#### AIM
Please render the records below as a numbered list, leaving out any blank lines.

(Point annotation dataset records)
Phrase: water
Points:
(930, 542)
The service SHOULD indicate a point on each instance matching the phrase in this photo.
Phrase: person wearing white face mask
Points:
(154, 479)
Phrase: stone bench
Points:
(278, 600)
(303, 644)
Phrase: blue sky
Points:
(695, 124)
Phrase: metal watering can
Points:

#### ANSWER TO THE TASK
1. Phrase: water
2. Points:
3. (930, 542)
4. The service SHOULD indicate a point on each instance matching the phrase in this photo.
5. Phrase: person wearing white face mask
6. Points:
7. (154, 479)
8. Phrase: stone bench
9. Points:
10. (278, 600)
11. (303, 644)
12. Phrase: blue sky
13. Points:
14. (695, 124)
15. Phrase: metal watering can
16. Points:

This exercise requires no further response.